[Date Prev][Date Next] [Thread Prev][Thread Next] [Date Index] [Thread Index]

Hurd on my i486 won't boot



This was originally private mail to Marcus Brinkmann, who suggested that I
should send it on to the list. I'm not on the list and can't find
instructions on how to join it, so (apologies in advance) replies by mail,
please. I'd really like to try this thing out!

Basically, I've created a partition with mke2fs -o hurd /dev/hda3 under
Linux and tar xvzpf'd gnu-19990104.tar.gz into it. I'm using a GRUB 0.5 boot
floppy.

I then do:

root=(hd0,2)
kernel=/boot/gnumach root=hd0s3 -s
module=/boot/serverboot
boot

> > After this, my Num Lock light goes off and everything freezes; it doesn't
> > try to read from the hard disk.
> Mmmh. If you experience more troubles, we need to investigate closer :)

━━━━

# Stated problem a
In the mailing list post, what version of GRUB is on the boot floppy?
The mailing list post and the rows that follow it have no connection to each other.

━━━━

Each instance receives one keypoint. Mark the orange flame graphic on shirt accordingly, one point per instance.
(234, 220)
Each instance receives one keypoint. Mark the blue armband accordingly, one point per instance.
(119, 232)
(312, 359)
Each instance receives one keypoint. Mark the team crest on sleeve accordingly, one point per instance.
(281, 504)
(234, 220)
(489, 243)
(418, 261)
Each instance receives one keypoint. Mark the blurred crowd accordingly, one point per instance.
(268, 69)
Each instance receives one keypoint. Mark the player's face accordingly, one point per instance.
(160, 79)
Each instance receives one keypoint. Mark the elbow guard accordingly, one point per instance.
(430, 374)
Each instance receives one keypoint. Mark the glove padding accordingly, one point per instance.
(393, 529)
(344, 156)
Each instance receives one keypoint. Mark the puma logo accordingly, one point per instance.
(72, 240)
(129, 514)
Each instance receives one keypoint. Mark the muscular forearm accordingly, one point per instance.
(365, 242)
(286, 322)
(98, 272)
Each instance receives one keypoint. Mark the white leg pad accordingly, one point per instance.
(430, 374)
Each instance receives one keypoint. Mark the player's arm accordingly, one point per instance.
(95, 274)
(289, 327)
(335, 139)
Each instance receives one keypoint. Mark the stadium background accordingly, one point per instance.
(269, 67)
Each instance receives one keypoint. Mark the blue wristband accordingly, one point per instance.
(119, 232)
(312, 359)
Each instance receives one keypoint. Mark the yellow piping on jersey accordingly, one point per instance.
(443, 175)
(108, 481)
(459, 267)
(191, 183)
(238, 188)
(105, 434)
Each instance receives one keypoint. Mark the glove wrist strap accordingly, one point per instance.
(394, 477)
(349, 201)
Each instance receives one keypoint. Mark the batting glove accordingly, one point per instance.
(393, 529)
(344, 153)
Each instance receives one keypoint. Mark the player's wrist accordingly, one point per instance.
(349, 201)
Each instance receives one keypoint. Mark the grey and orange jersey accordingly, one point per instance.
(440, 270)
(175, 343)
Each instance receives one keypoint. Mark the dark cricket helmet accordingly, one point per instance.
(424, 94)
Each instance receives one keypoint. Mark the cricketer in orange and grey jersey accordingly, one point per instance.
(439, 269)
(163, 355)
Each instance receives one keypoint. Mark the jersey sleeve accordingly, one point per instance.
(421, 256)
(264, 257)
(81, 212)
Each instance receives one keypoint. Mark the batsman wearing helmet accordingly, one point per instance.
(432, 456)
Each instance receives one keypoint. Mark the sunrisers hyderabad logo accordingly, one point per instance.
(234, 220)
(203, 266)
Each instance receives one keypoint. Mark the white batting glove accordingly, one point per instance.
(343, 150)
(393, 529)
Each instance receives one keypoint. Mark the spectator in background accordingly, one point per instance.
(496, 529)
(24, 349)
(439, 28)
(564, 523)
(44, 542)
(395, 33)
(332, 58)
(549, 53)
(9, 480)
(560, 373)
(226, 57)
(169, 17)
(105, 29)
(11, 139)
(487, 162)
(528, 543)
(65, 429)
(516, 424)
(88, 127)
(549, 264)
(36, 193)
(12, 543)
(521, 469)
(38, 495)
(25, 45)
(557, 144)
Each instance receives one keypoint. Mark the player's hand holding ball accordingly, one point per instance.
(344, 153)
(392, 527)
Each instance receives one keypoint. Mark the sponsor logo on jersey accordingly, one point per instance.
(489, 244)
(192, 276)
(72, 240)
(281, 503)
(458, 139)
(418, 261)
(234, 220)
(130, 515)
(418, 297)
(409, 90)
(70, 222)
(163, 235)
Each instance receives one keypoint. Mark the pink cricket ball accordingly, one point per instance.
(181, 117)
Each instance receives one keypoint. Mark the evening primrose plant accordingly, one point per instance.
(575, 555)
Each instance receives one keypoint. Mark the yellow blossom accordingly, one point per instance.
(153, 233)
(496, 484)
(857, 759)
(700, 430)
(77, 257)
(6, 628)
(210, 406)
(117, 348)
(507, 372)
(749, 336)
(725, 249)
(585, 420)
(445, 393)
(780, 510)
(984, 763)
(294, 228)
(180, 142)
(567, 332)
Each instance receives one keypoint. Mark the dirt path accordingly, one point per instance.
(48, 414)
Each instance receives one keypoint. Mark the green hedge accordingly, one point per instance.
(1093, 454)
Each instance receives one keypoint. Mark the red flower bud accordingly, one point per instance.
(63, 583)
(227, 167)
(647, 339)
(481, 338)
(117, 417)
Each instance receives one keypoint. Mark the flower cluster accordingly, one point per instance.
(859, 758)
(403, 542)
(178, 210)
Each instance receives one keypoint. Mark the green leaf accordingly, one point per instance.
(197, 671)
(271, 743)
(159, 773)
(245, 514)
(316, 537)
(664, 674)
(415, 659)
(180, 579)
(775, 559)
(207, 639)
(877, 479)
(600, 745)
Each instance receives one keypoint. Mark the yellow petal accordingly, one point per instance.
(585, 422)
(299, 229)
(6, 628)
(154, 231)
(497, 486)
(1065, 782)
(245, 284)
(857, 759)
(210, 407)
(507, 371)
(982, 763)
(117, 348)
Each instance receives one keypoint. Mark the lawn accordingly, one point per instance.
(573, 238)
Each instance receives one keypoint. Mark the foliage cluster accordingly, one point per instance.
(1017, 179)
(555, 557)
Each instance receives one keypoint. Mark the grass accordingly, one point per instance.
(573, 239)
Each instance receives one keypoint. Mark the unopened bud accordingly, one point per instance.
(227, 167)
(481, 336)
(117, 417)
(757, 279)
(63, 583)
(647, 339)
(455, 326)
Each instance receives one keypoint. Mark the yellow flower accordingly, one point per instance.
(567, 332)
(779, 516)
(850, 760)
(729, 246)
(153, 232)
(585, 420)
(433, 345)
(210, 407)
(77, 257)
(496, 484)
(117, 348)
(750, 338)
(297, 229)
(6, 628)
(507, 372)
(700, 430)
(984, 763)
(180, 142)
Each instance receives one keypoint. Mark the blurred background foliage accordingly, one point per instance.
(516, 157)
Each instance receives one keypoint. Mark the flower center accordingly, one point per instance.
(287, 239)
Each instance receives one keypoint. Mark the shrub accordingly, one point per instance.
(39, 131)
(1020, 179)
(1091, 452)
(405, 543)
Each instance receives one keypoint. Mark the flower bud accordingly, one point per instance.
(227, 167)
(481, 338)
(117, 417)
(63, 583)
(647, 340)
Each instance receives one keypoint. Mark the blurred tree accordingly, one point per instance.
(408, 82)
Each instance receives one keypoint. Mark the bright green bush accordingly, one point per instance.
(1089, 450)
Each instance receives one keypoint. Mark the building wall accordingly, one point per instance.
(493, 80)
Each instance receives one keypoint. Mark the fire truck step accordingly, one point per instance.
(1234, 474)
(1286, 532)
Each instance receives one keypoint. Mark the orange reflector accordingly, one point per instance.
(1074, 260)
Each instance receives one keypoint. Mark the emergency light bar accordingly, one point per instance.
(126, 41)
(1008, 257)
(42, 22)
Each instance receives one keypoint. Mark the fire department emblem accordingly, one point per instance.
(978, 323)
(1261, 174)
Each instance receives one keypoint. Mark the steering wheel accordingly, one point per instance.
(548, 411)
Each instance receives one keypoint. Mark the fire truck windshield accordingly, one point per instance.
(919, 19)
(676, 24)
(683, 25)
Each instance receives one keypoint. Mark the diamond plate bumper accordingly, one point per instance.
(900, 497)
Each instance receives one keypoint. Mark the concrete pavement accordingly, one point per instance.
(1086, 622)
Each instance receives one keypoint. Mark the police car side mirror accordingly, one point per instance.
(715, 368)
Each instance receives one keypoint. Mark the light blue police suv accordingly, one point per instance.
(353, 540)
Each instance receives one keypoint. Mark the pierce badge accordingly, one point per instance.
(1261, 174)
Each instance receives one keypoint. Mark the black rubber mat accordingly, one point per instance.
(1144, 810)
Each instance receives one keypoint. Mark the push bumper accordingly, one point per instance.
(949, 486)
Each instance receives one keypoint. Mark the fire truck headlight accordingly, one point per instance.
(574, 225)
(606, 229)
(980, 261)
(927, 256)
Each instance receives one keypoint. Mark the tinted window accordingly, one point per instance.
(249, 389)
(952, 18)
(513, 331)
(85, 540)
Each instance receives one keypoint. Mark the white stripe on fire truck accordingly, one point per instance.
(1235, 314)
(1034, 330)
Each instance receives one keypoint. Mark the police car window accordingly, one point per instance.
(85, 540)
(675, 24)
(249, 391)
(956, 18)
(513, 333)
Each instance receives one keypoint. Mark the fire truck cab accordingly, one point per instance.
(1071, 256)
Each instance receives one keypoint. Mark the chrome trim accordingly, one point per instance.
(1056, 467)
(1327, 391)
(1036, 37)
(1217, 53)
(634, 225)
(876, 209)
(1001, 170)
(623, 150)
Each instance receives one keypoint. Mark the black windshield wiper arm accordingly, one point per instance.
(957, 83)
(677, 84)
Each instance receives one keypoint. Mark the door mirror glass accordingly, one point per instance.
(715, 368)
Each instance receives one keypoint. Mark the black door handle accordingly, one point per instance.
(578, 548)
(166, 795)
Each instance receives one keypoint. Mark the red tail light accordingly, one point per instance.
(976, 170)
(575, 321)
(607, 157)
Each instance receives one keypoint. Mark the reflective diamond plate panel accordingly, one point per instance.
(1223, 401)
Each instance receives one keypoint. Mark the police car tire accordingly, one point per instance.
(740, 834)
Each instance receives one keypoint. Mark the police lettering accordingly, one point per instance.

━━━━

# Stated problem b
Add 33 to every coordinate in the answers and write out the rows again, running from the line containing "Each instance receives one keypoint. Mark the police car tire" through the end of the rows.

# Exercise answer a
GRUB 0.5.

# Exercise answer b
Each instance receives one keypoint. Mark the police car tire accordingly, one point per instance.
(773, 867)
Each instance receives one keypoint. Mark the police lettering accordingly, one point per instance.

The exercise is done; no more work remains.